§ Проверьте понимание:
1 - По тексту для изучения объясните, почему приглашение Ростроповича рассказчику повторила Галина Вишневская, а не сам Мстислав Леопольдович.
2 - Продолжите воспоминания об Алексее Егорове из текста для изучения, начиная сразу после последней фразы.

§ Текст для изучения:
• • • • • • •
Часы ударили два часа ночи — и мы расстались. А через неделю я с волнением позвонил по записанному номеру.
— Я слушаю, — сказал женский голос.
Это была знаменитая оперная певица, народная артистка СССР Галина Вишневская, женщина-миф. Волнуясь, я назвал себя «Савицким от Егорова», попросил к телефону Мстислава Леопольдовича. Оказалось, что тот на гастролях, но Галина Павловна знала о наших совместных планах и повторила приглашение Ростроповича.
Предвкушая новую интересную поездку, я начал строить планы, подыскивать себе подмену на работе... но до отъезда Ростроповича на Запад оставались уже считанные месяцы. Как ныне известно из воспоминаний Вишневской, около той самой дачи (где скрывался одно время Солженицын), КГБ установил в то время круглосуточное дежурство — настолько открытое, что Мстислав Леопольдович, проезжая мимо людей в черной «Волге», из озорства сигналил им, как старым знакомым. Он еще никуда не собирался уезжать, еще планировал украсить дачу егоровским фризом... но вот к Леше Егорову в мастерские именно в те дни зачем-то пожаловал чиновник ярославского управления культуры. Помнится, я как раз застал его приход: важный человек в костюме расхаживал, заложив руки за спину, по егоровскому бараку. Видно было, что какой-то разговор между мастером и этим человеком уже произошел.
Выждав, когда чиновник уйдет, я радостно сообщил другу о разговоре с Вишневской и о необходимости заказывать билеты. Каково же было мое удивление, когда Алексей спокойно ответил:
— Я не поеду.
Не подозревавший, что накануне член КПСС Егоров был вызван во всезнающий «серый дом» как раз по поводу планировавшейся поездки, я ошеломленно закричал:
— Да как ты можешь! Такой человек обратился к тебе с просьбой — а ты!..
— Не поеду — и все, — бесстрастно повторил мой друг. Поняв, что дальнейшие разговоры бесполезны, я умолк. Так на заказе Ростроповича был поставлен крест.
На мою свадьбу Алексей не пришел. Но подарок сделал роскошный: большой сосуд из каменной массы в виде дядьки Черномора всем гостям бросался в глаза. Золотом горел текст: «Савицкому в день свадьбы».
...Все-таки из того происшествия на шоссе выводы он сделал: все реже находились и «повод», и «гонец», готовый бежать в магазин. Зато курить стал куда больше, двух пачек на день уже не хватало. А однажды травма вновь дала о себе знать: у Алексея стали отказывать ноги.
• • • • • • •
§ Список записей:
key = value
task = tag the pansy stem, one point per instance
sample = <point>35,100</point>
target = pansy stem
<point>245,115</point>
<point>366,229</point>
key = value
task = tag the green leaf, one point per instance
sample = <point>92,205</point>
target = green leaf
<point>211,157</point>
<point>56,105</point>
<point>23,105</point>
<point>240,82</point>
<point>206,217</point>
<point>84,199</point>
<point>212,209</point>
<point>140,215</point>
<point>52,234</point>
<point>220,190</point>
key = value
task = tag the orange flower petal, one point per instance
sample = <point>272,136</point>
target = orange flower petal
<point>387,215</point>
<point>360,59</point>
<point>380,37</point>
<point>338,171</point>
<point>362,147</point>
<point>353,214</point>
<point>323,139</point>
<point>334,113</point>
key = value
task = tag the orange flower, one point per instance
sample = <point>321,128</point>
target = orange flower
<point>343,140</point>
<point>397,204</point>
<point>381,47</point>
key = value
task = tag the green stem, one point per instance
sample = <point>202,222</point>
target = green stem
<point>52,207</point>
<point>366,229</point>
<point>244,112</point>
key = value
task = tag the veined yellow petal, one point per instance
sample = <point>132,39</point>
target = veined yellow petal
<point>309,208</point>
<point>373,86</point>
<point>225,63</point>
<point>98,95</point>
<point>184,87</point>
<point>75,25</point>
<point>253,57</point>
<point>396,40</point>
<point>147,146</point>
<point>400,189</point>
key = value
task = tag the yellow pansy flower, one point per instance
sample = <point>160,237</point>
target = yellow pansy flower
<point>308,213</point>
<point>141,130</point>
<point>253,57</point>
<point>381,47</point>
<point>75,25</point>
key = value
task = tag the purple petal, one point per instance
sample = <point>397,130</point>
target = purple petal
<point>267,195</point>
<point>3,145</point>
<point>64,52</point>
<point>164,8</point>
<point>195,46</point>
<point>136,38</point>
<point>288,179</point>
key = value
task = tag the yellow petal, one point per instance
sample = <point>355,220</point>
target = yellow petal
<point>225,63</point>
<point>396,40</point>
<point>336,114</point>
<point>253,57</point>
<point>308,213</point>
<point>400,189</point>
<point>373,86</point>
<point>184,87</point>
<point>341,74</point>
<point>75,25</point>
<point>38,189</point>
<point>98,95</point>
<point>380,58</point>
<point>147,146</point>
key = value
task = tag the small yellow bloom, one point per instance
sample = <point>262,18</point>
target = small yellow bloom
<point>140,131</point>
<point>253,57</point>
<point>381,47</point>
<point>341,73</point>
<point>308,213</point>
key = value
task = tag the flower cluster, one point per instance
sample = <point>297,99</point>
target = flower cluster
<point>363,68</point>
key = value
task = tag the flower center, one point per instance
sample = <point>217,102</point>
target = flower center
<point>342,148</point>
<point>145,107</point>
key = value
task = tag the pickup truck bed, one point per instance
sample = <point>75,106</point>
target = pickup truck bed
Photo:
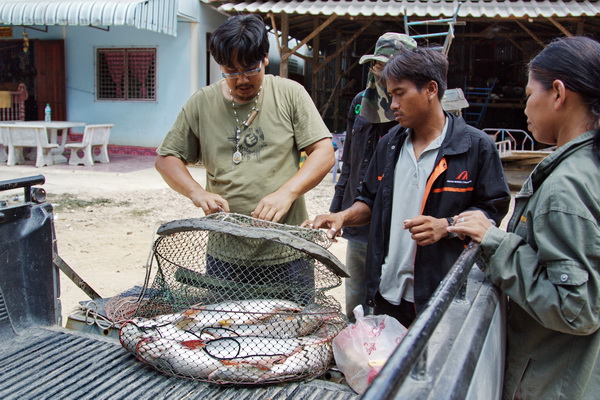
• • • • • • •
§ Ответы к заданию:
1 - Ростропович был на гастролях. Галина Павловна знала о совместных планах и поэтому сама повторила его приглашение.

2 -
Он обратился за помощью к своему давнему другу, профессору Ключевскому — но диагноз тот поставил неутешительный.
— Бросить курить?— усмехнулся Егоров. — Ну уж нет! А жить... сколько уж проживу...
Операция предстояла сложная, но держался Егоров хорошо, верил в удачный исход ее. Однако сердце художника не выдержало — ночью, накануне операции, оно остановилось. Было тогда Алексею всего шестьдесят два года. А в прошлом году ему исполнилось бы семьдесят пять.
До сих пор вспоминаются мне наши с ним совместные поездки в Песочное, где он когда-то учился и где работали заводскими художниками его бывшие однокашники. Ездили мы с ним и в Ростов Великий, и в Борисоглебский. Я привозил из этих поездок этюды, а он — композиции старых изразцов, которыми мог любоваться бесконечно. Так и стоит в ушах его голос:
— Ты только посмотри, Миш, какая пластика! Этот картуш...как он удачно размещен на плоскости, как органично переходит в другой элемент, а тот — в следующий...эти средневековые мастера были просто гениальны!
Некоторые его подарки до сих пор радуют глаз мне и моим домашним: вот изразцовый камин, вот штофы, панно, сувенирные скульптуры, плакеты... Сделанные уверенной рукой мастера, уже отошедшего в мир иной, они продолжают очаровывать и по сей день, еще раз подтверждая простую истину: подлинное искусство неподвластно времени.
Так вышло, что часть творческого наследия Алексея попало после его кончины в Манчестерский музей изящных искусств, где и экспонируется, насколько я знаю, до сего времени. А Ярославль? Помнит ли он о Егорове? Или с уходом в мир иной тех людей, что знали и любили его, уйдет и память о замечательном русском мастере?